From Pandas to Dask - Part 2
How to migrate from Pandas to Dask DataFrames in Python – group-by, data persistence, SQL database, testing
January 30th, 2022
In the previous post, From Pandas to Dask - Part 1, we discussed some challenges that may arise when moving from Pandas to Dask and how to tackle them. In this post, we look at additional challenges.
Let us start with aggregation operations on groups.
Aggregation Operations on Groups
Certain aggregation operations, like the median or the quantile, are not implemented for grouped DataFrames (or Series) in Dask. However, we can compute them using a workaround involving Pandas, which supports several operations on grouped DataFrames. To show this workaround, we consider the case of calculating the median over groups.
Let us start by defining a Pandas DataFrame (DF) with two columns, A
and B
. Column A
contains duplicated values a
and b
, while column B
contains integer numbers, from 0 to 5.
df = pd.DataFrame(
data={
"A": list("ababab"),
"B": np.arange(6),
}
)
print(df)
OUT:
A B
0 a 0
1 b 1
2 a 2
3 b 3
4 a 4
5 b 5
In Pandas, after grouping by column A
, we can use the median
method to calculate the median of column B
for each group.
medians = df.groupby("A")["B"].median()
print(medians)
OUT:
B
A
a 2
b 3
Now, we turn to Dask and define a Dask DataFrame (DDF) with two partitions from the above DF.
ddf = dd.from_pandas(df, npartitions=2)
print_ddf(ddf)
A B
------- 1st partition
0 a 0
1 b 1
2 a 2
------- 2nd partition
3 b 3
4 a 4
5 b 5
To calculate the median of each group, a
and b
, first, we isolate the two values by setting the index of the DDF to column A
. As we saw in section Setting the Index and Sorting of Part 1, this operation puts all the rows with the same value of column A
in the same partition.

★ ★ ★ ★

**Task item A**
Collect every line of the records that contains the string "clicks", matching case exactly.

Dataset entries
★ ★ ★ ★

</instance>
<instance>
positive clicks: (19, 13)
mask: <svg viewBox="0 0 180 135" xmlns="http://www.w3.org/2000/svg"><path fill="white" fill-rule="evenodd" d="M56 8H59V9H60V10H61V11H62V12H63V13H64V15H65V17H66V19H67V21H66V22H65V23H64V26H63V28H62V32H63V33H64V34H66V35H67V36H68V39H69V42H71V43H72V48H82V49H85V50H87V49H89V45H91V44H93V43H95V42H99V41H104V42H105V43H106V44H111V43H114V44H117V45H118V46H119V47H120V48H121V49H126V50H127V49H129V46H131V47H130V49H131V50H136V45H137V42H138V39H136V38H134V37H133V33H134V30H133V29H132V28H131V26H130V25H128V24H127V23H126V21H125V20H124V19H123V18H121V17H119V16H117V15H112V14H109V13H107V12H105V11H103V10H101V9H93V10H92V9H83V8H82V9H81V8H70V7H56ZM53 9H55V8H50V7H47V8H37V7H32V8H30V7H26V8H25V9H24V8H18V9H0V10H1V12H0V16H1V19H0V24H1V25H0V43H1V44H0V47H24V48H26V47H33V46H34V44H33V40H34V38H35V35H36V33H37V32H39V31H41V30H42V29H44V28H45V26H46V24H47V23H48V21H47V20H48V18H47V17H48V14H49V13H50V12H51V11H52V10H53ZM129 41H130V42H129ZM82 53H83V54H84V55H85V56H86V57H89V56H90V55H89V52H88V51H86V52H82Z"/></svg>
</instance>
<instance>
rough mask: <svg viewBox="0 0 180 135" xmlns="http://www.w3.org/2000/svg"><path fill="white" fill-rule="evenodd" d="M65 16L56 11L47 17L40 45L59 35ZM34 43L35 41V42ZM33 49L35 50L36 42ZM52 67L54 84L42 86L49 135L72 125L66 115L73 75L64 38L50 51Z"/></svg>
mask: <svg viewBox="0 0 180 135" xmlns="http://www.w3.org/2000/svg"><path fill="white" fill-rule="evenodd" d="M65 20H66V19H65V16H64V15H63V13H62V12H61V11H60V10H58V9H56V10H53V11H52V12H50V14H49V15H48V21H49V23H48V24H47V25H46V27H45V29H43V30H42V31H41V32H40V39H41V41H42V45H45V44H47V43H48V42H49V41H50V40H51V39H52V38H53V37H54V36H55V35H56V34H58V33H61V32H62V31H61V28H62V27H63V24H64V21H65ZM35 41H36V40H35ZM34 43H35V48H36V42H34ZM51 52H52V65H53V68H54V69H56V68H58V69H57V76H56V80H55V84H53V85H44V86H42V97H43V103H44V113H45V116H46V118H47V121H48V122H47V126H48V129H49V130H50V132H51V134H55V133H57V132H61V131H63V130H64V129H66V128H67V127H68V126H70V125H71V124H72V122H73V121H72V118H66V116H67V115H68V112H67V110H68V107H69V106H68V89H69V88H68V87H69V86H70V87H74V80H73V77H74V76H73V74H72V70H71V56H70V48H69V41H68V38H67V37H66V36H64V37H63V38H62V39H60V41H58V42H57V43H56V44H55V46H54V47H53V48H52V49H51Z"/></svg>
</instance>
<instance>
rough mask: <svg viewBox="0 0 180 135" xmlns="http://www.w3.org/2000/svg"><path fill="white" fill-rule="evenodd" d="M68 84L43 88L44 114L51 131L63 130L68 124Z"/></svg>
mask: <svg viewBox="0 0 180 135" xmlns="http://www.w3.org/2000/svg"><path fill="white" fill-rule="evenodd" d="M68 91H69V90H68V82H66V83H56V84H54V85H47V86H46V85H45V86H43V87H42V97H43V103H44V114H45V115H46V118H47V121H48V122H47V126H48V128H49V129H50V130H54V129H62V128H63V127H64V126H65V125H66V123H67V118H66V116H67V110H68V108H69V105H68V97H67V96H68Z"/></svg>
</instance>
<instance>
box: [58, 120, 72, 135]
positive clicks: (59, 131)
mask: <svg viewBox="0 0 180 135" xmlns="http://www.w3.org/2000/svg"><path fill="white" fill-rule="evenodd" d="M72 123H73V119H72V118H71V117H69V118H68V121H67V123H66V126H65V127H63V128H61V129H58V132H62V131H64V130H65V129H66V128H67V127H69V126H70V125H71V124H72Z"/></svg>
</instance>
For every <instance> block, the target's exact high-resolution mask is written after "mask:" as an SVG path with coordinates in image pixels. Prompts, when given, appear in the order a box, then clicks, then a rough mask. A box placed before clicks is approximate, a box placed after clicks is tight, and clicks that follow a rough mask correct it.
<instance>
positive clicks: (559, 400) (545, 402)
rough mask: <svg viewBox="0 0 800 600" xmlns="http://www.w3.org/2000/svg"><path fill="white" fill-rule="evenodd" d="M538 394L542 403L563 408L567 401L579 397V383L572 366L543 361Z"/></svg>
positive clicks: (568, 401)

★ ★ ★ ★

**Task item B**
Which two aggregation operations does the text on migrating from Pandas to Dask name as not implemented for grouped DataFrames in Dask?

**Exercise response A**
positive clicks: (19, 13)
positive clicks: (59, 131)
For every <instance> block, the target's exact high-resolution mask is written after "mask:" as an SVG path with coordinates in image pixels. Prompts, when given, appear in the order a box, then clicks, then a rough mask. A box placed before clicks is approximate, a box placed after clicks is tight, and clicks that follow a rough mask correct it.
positive clicks: (559, 400) (545, 402)
positive clicks: (568, 401)

**Exercise response B**
The median and the quantile.